■ **Aim**: Please reproduce the data starting with the line that contains "of the plastic" and going on through the line that contains "point(234, 129)", and give only those lines. Substitute "sand heap" for "gravel pile" and leave everything else unchanged.

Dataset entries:
>>>

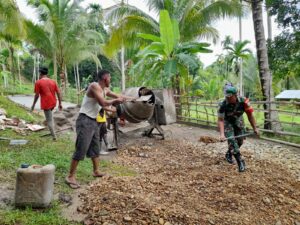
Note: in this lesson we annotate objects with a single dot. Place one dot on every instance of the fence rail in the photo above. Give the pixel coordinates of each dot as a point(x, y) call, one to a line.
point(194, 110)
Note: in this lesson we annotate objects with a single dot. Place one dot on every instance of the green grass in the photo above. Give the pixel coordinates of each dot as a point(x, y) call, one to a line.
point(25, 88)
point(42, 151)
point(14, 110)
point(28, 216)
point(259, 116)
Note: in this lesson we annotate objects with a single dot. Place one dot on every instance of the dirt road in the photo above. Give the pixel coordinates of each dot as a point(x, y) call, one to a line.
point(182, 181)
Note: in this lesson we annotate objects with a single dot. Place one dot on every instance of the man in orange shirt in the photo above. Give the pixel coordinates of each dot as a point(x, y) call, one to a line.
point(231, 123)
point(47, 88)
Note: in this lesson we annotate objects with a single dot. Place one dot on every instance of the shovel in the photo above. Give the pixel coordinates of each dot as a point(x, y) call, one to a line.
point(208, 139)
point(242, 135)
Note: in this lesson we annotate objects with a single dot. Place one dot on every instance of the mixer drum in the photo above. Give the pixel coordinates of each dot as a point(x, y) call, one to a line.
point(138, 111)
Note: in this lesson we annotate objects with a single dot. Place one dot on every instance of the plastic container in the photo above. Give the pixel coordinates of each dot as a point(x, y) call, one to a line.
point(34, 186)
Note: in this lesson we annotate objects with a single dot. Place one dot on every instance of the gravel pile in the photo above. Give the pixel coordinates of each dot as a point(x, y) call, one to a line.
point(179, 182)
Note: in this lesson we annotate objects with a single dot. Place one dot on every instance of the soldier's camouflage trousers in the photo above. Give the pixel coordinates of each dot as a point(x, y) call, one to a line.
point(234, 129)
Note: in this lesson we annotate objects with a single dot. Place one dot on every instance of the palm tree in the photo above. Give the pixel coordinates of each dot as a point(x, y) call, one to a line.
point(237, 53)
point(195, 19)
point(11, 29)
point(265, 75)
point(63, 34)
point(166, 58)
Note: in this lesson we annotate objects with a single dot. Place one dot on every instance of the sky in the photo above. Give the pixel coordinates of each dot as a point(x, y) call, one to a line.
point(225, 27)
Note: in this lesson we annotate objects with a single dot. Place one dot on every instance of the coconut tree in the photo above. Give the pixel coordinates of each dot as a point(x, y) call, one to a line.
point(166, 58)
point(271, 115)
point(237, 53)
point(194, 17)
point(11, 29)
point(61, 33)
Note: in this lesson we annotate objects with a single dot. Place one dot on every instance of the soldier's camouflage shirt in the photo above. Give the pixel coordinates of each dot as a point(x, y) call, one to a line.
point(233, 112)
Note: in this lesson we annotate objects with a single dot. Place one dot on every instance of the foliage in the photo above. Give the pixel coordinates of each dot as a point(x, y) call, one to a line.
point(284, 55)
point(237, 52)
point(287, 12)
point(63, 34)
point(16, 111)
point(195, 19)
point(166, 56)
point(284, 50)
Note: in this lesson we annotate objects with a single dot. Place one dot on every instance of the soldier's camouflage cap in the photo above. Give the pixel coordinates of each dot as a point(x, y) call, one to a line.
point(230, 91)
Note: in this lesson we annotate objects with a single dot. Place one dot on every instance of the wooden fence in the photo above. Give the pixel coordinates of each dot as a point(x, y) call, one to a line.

<<<
>>>

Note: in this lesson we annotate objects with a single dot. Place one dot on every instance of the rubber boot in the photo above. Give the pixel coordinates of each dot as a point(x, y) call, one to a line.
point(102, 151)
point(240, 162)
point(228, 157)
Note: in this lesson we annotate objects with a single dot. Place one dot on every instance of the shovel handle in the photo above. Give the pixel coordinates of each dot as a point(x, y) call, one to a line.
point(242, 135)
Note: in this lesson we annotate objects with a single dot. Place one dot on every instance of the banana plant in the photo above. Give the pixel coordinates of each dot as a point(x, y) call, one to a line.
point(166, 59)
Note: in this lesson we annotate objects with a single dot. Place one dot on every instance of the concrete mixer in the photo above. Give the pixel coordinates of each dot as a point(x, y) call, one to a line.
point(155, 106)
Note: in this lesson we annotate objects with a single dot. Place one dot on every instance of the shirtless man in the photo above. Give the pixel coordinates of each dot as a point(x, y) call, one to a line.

<<<

■ **Complete response**:
Note: in this lesson we annotate objects with a single dot. Place one dot on every instance of the plastic container in the photo above. Give the pixel coordinates of each dot as a point(x, y) call, one to a line.
point(34, 186)
Note: in this lesson we annotate objects with a single dot. Place one dot on every instance of the sand heap in the photo above. Give the pixel coordinates of each dot as a point(x, y) call, one to a line.
point(179, 182)
Note: in this lesson we annotate objects with a single dot. Place one dot on every instance of the soldier's camouflage trousers in the photo above. Give the pixel coordinates of each dot as a point(x, y) call, one to a line.
point(234, 129)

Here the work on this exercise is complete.